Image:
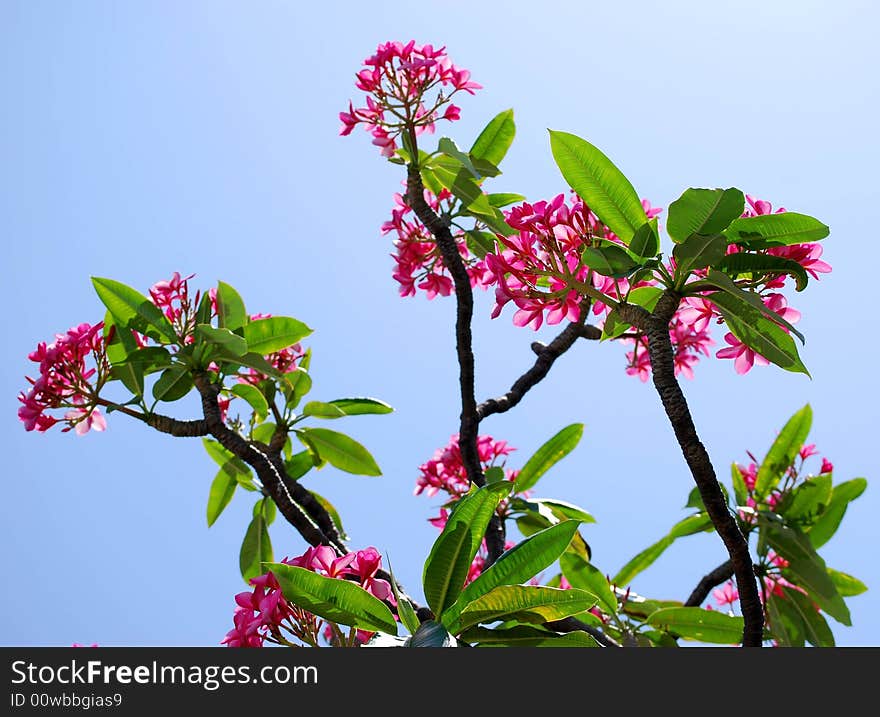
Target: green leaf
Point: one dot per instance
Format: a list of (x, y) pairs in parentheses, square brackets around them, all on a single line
[(463, 186), (405, 610), (827, 524), (526, 636), (299, 464), (688, 526), (118, 349), (317, 409), (740, 491), (525, 603), (256, 548), (503, 199), (558, 509), (173, 384), (494, 474), (703, 211), (583, 575), (231, 313), (697, 252), (517, 565), (332, 512), (808, 500), (645, 243), (610, 260), (452, 553), (266, 336), (769, 230), (299, 383), (267, 508), (759, 333), (336, 600), (131, 309), (254, 397), (341, 451), (740, 263), (218, 453), (726, 284), (816, 629), (432, 634), (495, 139), (695, 500), (204, 310), (361, 406), (222, 489), (250, 360), (640, 607), (231, 343), (783, 451), (698, 624), (785, 623), (450, 149), (846, 584), (693, 524), (599, 183), (480, 243), (149, 359), (645, 296), (806, 569), (559, 446)]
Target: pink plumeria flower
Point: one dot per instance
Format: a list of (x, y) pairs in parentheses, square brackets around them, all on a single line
[(85, 420), (743, 357), (727, 595)]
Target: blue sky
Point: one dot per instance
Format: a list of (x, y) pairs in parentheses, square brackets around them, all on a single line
[(142, 138)]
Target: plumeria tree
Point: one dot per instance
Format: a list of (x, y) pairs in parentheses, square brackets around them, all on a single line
[(508, 567)]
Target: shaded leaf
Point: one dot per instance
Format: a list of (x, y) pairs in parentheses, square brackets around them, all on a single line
[(336, 600), (601, 185), (525, 603), (340, 451), (515, 566), (769, 230), (695, 623), (256, 548), (828, 522), (703, 211), (266, 336), (783, 451), (550, 453), (452, 553), (231, 313), (495, 139)]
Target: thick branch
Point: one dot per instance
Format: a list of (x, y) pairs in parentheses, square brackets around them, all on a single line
[(719, 575), (656, 328), (295, 502), (163, 424), (464, 298), (464, 301), (547, 355), (181, 429)]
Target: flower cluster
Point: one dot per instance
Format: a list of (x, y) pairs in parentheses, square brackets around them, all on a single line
[(172, 297), (287, 360), (72, 369), (446, 471), (540, 270), (263, 614), (400, 81), (701, 311), (419, 263), (790, 480)]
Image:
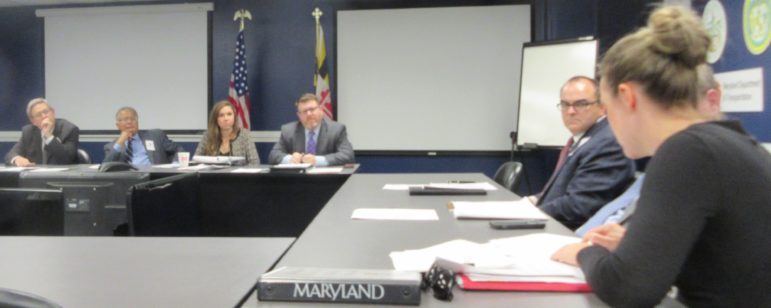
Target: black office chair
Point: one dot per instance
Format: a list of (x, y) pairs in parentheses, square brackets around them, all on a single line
[(508, 175), (83, 157), (15, 298)]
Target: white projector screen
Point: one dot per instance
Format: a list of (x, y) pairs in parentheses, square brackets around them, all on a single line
[(545, 68), (435, 79), (151, 57)]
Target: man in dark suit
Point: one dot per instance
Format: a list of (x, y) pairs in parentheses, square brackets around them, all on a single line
[(47, 140), (139, 148), (594, 170), (314, 139)]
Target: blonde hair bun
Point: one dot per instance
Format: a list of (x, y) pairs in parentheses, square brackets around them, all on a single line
[(677, 32)]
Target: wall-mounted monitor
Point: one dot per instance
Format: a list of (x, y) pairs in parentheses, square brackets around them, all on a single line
[(94, 203)]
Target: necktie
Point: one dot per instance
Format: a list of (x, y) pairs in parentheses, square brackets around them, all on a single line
[(129, 151), (310, 148), (563, 157)]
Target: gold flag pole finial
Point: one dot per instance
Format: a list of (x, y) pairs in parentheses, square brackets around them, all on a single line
[(317, 14), (242, 14)]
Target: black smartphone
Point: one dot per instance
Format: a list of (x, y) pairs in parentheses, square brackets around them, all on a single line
[(518, 224)]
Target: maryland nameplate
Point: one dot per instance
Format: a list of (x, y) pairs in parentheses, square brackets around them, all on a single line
[(305, 284)]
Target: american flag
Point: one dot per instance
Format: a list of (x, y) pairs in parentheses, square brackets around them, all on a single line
[(238, 92), (321, 78)]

#### WHAT YOU ARE ASKED TO DO:
What lines of the data include the word "flag"? Copy each of them.

#### SOLUTION FOR THIS TASK:
Target: gold flag pole finial
Target: american flag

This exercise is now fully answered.